What the exercise asks — Reproduce word for word the lines of the items below, starting at the line containing "[seg] strawberry leaf" and ending at the line containing "Provide the outline of every instance of the strawberry", with both of those lines included.

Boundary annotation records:
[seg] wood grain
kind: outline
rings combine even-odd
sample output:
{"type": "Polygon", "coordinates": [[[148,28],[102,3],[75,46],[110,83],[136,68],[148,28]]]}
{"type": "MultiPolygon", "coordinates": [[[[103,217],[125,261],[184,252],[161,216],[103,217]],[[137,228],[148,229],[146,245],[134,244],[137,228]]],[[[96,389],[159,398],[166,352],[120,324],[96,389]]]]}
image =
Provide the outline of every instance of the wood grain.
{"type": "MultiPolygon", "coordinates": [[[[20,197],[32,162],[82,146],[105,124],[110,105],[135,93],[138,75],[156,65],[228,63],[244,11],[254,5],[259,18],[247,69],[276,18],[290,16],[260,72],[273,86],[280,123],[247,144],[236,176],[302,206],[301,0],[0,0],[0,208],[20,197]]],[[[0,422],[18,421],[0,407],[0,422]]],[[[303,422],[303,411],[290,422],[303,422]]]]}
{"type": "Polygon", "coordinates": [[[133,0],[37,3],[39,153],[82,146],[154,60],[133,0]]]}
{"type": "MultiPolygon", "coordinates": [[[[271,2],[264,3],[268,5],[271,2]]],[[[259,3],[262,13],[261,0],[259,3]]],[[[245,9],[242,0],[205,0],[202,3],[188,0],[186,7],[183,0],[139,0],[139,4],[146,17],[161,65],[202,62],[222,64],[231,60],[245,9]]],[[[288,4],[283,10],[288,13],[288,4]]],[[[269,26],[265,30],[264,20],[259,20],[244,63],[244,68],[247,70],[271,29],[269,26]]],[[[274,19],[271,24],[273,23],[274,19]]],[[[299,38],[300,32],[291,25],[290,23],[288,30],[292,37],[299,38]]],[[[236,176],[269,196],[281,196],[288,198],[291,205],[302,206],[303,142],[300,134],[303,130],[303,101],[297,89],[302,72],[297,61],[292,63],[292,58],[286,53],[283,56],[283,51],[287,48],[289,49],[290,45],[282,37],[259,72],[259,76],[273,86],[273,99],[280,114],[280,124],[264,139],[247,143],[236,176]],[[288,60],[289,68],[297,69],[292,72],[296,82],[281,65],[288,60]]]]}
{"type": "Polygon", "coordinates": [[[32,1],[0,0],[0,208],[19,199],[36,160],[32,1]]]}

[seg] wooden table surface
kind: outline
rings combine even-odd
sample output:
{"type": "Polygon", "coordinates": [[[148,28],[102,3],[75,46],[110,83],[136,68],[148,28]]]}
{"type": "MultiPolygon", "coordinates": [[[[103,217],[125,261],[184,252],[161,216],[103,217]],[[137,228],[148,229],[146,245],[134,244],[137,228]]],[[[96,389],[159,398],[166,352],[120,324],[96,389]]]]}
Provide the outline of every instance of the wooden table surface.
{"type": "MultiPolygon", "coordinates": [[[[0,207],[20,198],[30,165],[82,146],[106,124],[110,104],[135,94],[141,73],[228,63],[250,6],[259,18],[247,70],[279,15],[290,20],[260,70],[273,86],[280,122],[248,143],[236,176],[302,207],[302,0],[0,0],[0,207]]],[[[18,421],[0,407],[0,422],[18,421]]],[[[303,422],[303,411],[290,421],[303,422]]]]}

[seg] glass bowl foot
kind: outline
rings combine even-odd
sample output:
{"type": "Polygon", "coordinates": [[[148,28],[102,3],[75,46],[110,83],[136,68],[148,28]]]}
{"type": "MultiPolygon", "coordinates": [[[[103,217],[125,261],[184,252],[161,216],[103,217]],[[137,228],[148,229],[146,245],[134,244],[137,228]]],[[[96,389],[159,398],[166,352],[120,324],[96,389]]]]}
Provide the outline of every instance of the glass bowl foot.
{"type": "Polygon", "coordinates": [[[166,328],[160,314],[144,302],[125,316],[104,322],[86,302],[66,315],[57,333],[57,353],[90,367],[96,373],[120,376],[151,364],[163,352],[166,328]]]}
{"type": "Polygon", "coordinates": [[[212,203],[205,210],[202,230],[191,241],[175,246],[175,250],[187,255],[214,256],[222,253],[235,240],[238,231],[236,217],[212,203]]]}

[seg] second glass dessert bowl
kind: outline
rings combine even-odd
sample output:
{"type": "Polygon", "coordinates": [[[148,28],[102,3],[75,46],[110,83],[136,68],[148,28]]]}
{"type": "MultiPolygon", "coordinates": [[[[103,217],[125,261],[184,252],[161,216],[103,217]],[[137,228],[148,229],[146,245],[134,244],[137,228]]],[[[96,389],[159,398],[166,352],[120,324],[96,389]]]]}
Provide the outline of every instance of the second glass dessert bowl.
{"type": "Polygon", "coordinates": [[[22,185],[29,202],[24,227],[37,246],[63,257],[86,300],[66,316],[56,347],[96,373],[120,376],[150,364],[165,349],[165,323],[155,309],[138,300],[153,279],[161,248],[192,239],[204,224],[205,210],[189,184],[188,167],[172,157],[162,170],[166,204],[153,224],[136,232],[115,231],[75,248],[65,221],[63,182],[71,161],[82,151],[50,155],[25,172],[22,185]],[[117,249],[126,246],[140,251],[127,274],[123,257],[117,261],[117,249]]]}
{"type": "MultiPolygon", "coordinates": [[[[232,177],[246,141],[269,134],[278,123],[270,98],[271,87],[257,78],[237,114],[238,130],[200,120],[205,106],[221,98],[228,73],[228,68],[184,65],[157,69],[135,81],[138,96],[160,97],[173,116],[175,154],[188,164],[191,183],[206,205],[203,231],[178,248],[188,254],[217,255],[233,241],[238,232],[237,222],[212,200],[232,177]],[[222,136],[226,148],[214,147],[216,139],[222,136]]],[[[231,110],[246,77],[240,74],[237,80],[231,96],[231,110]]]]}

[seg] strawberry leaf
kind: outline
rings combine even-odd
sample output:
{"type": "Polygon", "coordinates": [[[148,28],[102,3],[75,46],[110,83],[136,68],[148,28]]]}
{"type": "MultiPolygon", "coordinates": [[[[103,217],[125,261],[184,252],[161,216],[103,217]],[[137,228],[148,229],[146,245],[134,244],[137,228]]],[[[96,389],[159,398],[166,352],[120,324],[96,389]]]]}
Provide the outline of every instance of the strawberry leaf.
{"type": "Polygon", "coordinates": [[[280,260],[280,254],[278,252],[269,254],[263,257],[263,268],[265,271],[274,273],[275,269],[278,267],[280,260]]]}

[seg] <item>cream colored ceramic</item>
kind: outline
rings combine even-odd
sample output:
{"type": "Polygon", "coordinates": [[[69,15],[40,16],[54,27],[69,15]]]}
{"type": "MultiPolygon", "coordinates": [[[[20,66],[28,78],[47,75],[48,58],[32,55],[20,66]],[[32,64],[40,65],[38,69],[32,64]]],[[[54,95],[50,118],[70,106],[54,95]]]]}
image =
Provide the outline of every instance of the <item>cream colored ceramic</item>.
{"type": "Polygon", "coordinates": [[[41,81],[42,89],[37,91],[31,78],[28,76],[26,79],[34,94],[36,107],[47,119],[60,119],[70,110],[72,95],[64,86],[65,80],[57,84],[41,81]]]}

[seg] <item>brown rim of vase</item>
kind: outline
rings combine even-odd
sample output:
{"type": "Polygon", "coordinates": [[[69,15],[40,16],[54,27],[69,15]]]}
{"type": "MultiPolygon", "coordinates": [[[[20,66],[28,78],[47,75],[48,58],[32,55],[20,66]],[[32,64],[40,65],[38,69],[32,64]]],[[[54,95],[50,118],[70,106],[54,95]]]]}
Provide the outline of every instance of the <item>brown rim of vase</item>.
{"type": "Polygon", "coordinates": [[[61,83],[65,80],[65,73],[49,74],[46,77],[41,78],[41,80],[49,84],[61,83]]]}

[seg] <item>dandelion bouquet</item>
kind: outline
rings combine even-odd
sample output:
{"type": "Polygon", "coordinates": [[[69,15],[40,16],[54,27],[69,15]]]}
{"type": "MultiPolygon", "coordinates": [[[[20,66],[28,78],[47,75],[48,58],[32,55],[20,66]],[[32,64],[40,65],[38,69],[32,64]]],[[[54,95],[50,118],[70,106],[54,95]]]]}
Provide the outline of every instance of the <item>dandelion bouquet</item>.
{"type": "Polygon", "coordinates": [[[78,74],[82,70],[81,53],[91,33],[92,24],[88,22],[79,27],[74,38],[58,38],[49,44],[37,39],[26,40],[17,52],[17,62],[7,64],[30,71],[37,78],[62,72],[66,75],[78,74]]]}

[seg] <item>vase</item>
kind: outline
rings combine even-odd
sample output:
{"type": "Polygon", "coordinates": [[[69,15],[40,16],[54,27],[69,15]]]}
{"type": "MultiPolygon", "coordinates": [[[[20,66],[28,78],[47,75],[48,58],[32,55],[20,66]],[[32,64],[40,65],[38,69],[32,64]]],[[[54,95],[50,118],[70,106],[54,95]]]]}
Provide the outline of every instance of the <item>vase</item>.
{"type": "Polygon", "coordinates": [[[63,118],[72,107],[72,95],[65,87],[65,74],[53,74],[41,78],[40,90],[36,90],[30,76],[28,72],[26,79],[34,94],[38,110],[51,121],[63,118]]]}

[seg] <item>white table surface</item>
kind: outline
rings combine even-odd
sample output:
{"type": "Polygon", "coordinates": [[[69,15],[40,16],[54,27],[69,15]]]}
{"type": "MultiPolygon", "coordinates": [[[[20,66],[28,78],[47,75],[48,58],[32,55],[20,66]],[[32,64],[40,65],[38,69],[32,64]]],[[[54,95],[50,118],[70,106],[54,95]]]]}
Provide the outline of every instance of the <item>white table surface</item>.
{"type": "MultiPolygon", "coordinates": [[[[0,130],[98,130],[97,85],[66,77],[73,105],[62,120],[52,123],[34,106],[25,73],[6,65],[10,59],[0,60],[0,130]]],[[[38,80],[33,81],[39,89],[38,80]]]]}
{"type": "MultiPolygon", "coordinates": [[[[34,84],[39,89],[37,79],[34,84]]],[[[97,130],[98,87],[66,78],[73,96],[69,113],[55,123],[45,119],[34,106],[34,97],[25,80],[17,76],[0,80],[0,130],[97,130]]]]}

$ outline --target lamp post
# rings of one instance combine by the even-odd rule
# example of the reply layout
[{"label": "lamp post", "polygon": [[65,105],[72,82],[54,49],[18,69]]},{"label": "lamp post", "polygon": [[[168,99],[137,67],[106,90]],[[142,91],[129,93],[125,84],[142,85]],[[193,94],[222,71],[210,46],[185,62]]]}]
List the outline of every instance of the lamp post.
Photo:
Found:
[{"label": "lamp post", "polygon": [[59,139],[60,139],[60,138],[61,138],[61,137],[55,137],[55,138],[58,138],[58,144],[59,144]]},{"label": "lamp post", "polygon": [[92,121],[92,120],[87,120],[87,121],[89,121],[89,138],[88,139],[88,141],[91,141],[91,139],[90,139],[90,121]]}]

Problem solution —
[seg] strawberry leaf
kind: outline
rings combine even-odd
sample output:
{"type": "Polygon", "coordinates": [[[148,28],[102,3],[75,46],[110,83],[136,68],[148,28]]]}
{"type": "MultiPolygon", "coordinates": [[[[103,217],[125,261],[184,252],[161,216],[103,217]],[[137,228],[148,229],[146,245],[134,244],[137,228]]],[[[96,389],[159,398],[166,352],[120,324],[96,389]]]]}
Provide the outline of every instance of the strawberry leaf.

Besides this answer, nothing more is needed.